**Task to carry out**
Count the lines in the records below that contain the string "dark". Give only the number.

(Records)
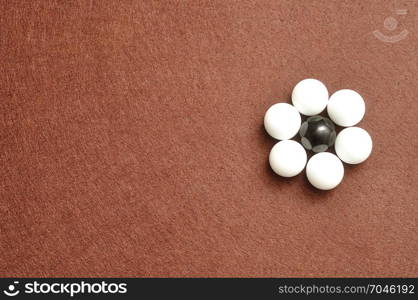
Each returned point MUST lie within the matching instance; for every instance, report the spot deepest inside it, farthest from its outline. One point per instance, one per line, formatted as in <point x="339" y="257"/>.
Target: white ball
<point x="353" y="145"/>
<point x="310" y="97"/>
<point x="346" y="107"/>
<point x="282" y="121"/>
<point x="287" y="158"/>
<point x="325" y="171"/>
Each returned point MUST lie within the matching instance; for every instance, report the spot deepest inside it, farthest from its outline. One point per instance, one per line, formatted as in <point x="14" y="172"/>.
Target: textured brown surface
<point x="132" y="140"/>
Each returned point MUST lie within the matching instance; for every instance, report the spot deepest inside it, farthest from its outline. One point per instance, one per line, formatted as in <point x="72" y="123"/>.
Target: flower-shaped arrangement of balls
<point x="310" y="97"/>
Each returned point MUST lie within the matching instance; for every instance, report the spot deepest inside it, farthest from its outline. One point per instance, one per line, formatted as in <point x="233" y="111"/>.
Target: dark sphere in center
<point x="317" y="134"/>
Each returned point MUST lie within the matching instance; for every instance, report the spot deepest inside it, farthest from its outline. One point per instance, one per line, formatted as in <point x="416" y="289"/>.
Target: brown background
<point x="132" y="140"/>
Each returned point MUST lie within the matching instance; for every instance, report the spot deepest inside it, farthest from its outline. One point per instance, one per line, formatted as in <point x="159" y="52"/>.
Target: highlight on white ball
<point x="282" y="121"/>
<point x="346" y="107"/>
<point x="287" y="158"/>
<point x="325" y="171"/>
<point x="353" y="145"/>
<point x="310" y="97"/>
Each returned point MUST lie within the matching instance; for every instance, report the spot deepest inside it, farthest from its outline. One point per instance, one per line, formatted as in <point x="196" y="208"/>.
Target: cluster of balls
<point x="283" y="121"/>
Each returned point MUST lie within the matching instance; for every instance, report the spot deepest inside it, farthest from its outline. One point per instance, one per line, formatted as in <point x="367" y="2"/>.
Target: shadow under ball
<point x="317" y="134"/>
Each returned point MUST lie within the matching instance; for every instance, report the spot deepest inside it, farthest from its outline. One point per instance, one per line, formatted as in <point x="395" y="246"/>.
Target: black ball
<point x="317" y="134"/>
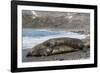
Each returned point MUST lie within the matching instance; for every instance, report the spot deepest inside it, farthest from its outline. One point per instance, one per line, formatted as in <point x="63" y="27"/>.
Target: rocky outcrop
<point x="55" y="46"/>
<point x="86" y="42"/>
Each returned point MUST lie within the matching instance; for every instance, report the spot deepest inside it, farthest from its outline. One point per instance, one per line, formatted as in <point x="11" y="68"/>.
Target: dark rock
<point x="55" y="46"/>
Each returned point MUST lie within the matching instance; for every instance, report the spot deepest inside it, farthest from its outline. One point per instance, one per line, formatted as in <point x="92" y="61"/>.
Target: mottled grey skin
<point x="55" y="46"/>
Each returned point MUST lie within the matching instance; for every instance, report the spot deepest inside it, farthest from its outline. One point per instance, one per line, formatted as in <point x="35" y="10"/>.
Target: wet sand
<point x="76" y="55"/>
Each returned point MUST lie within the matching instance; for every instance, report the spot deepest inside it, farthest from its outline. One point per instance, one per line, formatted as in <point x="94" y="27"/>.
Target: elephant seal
<point x="55" y="46"/>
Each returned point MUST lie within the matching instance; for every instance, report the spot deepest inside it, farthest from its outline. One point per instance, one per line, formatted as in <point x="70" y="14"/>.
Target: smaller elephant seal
<point x="55" y="46"/>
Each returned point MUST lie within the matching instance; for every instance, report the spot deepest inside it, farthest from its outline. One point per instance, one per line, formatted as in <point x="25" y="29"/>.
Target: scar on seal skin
<point x="55" y="46"/>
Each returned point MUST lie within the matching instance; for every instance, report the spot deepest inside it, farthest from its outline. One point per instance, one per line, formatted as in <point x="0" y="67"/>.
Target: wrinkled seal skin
<point x="55" y="46"/>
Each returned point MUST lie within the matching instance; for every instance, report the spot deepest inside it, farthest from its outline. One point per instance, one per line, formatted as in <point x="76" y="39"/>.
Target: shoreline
<point x="76" y="55"/>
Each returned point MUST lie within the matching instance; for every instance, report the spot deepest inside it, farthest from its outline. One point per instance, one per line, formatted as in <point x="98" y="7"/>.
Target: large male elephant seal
<point x="56" y="45"/>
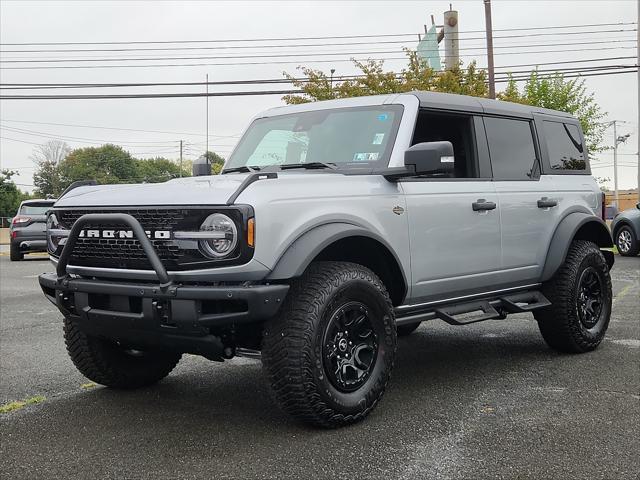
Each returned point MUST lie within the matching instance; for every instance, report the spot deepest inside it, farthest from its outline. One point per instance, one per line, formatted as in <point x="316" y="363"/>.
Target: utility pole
<point x="489" y="28"/>
<point x="207" y="97"/>
<point x="451" y="40"/>
<point x="615" y="164"/>
<point x="617" y="140"/>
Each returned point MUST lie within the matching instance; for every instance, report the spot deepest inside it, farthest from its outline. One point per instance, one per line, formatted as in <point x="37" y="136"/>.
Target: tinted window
<point x="565" y="146"/>
<point x="35" y="208"/>
<point x="513" y="155"/>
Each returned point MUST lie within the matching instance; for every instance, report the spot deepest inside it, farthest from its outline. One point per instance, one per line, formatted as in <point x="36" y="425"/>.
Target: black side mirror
<point x="430" y="158"/>
<point x="201" y="167"/>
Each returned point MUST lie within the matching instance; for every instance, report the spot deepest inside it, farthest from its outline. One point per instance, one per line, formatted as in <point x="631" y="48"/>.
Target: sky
<point x="167" y="121"/>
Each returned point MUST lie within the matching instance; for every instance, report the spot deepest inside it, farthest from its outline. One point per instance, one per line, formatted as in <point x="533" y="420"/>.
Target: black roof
<point x="450" y="101"/>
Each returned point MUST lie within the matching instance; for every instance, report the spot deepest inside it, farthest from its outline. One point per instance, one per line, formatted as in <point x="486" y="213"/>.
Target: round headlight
<point x="224" y="236"/>
<point x="55" y="233"/>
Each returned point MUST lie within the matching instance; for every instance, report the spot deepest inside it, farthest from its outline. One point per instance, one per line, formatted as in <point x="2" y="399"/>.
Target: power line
<point x="275" y="55"/>
<point x="631" y="69"/>
<point x="118" y="128"/>
<point x="12" y="86"/>
<point x="253" y="47"/>
<point x="288" y="62"/>
<point x="325" y="37"/>
<point x="161" y="144"/>
<point x="259" y="81"/>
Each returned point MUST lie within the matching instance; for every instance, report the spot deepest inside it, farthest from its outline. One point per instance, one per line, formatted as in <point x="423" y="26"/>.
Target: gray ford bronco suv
<point x="333" y="228"/>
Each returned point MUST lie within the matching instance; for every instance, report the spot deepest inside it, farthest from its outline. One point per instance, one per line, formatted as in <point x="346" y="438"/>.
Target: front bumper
<point x="180" y="317"/>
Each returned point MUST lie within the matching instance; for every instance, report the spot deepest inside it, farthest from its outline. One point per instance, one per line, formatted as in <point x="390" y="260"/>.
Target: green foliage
<point x="47" y="180"/>
<point x="105" y="164"/>
<point x="10" y="195"/>
<point x="159" y="169"/>
<point x="554" y="92"/>
<point x="19" y="404"/>
<point x="567" y="95"/>
<point x="375" y="81"/>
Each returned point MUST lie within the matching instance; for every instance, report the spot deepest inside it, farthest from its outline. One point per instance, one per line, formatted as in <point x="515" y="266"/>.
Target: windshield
<point x="354" y="138"/>
<point x="35" y="208"/>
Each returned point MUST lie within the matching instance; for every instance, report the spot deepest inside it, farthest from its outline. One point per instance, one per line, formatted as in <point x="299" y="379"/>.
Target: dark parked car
<point x="29" y="228"/>
<point x="626" y="231"/>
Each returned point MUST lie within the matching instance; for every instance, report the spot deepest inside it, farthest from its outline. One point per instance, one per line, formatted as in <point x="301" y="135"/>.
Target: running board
<point x="465" y="313"/>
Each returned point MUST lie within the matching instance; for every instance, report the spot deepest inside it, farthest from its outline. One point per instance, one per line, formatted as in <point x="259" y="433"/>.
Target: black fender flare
<point x="300" y="253"/>
<point x="576" y="225"/>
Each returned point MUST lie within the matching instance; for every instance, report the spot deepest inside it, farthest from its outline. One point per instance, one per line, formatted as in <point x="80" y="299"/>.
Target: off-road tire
<point x="15" y="255"/>
<point x="560" y="323"/>
<point x="635" y="244"/>
<point x="407" y="329"/>
<point x="293" y="344"/>
<point x="107" y="363"/>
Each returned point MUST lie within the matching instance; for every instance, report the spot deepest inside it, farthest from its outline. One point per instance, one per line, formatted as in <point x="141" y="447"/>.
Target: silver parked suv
<point x="334" y="227"/>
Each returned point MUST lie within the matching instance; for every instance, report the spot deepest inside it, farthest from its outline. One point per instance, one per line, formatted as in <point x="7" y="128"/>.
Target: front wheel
<point x="580" y="295"/>
<point x="627" y="243"/>
<point x="113" y="365"/>
<point x="329" y="354"/>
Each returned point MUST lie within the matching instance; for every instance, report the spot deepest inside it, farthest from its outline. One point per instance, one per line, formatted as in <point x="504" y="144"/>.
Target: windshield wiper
<point x="310" y="165"/>
<point x="244" y="168"/>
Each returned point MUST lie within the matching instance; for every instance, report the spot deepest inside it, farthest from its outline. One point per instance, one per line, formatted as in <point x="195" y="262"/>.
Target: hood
<point x="206" y="190"/>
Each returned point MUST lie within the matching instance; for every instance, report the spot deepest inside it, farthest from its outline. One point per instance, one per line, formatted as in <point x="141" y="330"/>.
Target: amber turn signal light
<point x="251" y="229"/>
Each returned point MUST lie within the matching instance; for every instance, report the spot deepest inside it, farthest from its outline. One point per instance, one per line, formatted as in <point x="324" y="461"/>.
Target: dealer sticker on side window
<point x="378" y="138"/>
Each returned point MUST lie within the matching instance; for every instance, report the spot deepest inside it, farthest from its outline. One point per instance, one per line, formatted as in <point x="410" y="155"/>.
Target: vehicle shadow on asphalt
<point x="431" y="365"/>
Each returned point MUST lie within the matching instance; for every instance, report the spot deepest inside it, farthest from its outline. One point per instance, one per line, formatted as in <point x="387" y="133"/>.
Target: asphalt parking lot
<point x="483" y="401"/>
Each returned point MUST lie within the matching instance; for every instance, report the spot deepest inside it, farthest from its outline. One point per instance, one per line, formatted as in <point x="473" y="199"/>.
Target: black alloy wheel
<point x="589" y="297"/>
<point x="350" y="347"/>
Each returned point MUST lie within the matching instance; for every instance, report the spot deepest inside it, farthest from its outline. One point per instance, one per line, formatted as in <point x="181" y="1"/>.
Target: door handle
<point x="545" y="202"/>
<point x="482" y="204"/>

**Solution**
3